[Opening Information section]

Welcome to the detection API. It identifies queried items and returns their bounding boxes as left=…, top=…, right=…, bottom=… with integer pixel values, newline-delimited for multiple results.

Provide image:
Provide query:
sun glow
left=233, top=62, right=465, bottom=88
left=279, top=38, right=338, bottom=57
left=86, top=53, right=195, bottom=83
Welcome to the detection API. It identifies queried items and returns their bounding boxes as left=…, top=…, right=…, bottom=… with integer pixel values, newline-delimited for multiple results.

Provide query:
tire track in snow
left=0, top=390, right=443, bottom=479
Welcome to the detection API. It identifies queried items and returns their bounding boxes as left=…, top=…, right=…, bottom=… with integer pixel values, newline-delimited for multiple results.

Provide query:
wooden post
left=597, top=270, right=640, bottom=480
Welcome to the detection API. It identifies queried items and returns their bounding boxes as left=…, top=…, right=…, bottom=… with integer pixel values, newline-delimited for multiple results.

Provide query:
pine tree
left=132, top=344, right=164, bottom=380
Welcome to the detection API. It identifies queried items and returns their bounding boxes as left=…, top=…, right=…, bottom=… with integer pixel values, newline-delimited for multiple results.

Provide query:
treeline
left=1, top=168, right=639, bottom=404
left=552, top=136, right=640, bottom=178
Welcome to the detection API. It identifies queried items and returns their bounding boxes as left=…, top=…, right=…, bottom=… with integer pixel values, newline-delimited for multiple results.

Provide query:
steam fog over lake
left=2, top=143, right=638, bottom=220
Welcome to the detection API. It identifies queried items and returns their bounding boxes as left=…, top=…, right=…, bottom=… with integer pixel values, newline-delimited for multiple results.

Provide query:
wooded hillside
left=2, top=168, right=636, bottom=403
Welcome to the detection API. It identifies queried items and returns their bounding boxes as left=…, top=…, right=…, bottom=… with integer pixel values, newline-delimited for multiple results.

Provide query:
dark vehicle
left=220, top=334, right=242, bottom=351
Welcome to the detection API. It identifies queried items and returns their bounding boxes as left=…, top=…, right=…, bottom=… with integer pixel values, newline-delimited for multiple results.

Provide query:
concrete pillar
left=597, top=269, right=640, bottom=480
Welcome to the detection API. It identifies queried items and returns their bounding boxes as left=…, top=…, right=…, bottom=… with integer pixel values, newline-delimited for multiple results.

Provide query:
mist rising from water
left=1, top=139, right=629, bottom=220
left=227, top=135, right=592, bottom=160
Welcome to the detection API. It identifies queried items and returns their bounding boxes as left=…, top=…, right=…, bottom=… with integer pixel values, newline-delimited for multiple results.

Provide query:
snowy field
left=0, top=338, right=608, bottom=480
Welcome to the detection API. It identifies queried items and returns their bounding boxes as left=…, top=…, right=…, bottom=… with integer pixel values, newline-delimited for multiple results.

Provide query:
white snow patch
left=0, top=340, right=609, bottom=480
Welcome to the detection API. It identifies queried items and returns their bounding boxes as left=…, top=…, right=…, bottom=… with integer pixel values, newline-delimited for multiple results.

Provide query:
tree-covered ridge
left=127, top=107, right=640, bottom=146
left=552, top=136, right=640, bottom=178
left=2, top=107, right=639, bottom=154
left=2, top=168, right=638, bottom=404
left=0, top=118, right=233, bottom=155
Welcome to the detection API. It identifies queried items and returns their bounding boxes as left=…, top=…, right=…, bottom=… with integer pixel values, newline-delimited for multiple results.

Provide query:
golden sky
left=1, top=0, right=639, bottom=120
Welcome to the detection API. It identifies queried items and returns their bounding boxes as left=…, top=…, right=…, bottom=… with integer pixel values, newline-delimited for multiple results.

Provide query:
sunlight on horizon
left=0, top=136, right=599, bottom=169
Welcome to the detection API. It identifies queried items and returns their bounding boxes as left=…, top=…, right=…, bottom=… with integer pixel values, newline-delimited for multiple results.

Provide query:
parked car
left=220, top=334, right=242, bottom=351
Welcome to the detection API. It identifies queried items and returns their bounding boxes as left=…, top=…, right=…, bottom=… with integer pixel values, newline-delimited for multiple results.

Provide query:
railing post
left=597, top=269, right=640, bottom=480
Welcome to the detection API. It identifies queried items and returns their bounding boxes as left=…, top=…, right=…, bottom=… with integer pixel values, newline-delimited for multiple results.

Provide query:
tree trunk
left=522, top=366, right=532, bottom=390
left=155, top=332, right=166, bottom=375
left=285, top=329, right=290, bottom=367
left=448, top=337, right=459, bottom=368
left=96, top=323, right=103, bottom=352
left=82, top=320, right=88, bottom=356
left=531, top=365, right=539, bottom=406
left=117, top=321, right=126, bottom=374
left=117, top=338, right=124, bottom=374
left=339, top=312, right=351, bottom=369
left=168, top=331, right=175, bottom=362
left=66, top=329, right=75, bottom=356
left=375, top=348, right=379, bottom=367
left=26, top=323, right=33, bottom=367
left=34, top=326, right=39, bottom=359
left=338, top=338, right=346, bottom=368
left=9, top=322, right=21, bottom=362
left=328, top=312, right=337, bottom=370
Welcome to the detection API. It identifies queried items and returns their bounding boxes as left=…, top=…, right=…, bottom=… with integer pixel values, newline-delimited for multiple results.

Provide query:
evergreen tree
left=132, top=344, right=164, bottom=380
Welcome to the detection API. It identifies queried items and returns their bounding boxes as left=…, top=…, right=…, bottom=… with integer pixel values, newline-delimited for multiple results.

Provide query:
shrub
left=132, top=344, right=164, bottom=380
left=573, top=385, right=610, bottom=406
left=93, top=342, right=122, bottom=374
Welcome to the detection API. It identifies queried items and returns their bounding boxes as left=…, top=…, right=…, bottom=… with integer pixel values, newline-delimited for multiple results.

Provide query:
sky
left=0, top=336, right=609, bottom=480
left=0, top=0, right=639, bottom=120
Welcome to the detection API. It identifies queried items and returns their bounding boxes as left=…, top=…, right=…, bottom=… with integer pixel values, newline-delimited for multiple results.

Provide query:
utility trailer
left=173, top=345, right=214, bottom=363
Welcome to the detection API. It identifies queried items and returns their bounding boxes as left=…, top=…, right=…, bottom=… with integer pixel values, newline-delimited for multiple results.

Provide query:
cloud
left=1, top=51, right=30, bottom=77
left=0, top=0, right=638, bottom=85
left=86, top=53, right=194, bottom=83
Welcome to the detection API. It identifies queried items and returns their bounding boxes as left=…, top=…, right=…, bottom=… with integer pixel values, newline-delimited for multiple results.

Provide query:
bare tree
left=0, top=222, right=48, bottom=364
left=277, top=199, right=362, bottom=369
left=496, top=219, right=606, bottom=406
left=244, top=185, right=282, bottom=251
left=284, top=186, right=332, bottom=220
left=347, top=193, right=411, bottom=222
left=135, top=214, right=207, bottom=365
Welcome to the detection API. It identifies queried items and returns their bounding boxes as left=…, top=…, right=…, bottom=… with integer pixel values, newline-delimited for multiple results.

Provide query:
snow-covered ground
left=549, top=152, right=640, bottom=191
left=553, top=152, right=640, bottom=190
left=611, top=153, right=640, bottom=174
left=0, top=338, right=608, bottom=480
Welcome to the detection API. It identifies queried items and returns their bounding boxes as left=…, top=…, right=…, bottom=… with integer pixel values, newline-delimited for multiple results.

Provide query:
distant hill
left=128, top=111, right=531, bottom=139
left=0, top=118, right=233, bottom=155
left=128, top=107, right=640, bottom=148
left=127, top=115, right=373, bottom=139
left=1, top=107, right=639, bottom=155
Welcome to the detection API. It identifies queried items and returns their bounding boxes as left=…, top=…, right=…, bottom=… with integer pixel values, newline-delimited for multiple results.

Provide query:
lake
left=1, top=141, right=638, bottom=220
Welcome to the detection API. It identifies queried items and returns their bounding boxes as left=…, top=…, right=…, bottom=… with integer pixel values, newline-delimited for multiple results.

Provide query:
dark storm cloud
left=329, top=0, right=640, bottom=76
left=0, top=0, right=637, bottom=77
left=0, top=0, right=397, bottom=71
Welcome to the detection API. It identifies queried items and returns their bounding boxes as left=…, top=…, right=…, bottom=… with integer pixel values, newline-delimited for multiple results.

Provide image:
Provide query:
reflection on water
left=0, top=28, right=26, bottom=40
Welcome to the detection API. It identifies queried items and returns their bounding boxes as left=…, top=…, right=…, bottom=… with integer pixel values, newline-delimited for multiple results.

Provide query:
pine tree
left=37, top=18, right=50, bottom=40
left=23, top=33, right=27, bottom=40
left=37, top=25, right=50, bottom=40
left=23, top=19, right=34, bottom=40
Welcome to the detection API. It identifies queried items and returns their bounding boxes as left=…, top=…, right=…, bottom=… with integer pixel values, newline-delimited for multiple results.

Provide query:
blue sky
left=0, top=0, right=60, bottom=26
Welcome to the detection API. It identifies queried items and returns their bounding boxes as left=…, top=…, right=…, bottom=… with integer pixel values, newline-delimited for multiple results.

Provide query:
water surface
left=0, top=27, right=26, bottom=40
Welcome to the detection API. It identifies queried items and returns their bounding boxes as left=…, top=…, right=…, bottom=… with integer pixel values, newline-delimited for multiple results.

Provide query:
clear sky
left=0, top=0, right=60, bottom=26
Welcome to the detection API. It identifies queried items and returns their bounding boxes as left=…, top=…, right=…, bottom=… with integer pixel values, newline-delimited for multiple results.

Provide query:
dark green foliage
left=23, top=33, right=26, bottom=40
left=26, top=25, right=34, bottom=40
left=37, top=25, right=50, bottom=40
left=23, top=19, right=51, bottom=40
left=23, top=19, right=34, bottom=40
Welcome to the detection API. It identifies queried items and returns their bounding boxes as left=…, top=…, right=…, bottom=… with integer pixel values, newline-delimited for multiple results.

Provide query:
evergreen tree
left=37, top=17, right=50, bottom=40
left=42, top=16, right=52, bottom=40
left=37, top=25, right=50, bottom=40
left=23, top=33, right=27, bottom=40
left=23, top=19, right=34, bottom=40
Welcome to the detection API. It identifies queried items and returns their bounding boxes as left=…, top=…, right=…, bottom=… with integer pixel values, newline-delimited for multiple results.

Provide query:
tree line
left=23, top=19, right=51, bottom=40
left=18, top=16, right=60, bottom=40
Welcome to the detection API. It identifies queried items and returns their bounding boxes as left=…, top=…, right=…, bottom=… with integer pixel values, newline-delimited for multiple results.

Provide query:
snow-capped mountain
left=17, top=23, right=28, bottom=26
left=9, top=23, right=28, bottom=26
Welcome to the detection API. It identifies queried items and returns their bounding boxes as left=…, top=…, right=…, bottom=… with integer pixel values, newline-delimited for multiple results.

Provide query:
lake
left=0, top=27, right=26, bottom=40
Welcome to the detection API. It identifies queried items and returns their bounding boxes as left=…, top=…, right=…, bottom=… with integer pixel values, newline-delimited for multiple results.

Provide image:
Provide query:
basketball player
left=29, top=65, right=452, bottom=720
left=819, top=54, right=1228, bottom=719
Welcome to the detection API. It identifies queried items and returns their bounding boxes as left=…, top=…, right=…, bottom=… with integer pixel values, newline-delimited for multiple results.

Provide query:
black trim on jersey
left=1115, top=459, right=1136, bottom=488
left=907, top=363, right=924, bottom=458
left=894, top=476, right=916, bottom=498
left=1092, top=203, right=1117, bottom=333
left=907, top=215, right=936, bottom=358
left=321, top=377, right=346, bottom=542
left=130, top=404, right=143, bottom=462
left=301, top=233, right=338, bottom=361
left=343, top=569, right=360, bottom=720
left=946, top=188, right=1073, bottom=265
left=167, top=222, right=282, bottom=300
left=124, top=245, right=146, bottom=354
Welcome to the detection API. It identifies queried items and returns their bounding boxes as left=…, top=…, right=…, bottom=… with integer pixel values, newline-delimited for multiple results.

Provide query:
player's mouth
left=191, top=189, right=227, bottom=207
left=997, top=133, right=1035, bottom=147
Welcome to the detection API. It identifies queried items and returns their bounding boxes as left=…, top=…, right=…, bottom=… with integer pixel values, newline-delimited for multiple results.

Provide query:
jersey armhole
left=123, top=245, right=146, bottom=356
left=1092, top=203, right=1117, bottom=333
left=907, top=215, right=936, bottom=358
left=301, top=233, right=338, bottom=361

[Closing Information section]

▸ What is needed
What is needed is an exact copy of the lines from the one containing "player's mouth" to the end of the data; please add nothing else.

▸ Final answer
player's mouth
left=191, top=189, right=227, bottom=207
left=997, top=133, right=1035, bottom=147
Welcome to the detection API. It identifies queried items and returns their bounding boxes as left=…, top=…, right=…, bottom=… with integer pixel values, newline-delimited for multiple results.

Provide query:
jersey armhole
left=123, top=245, right=146, bottom=356
left=1092, top=203, right=1117, bottom=333
left=907, top=215, right=936, bottom=358
left=301, top=233, right=338, bottom=361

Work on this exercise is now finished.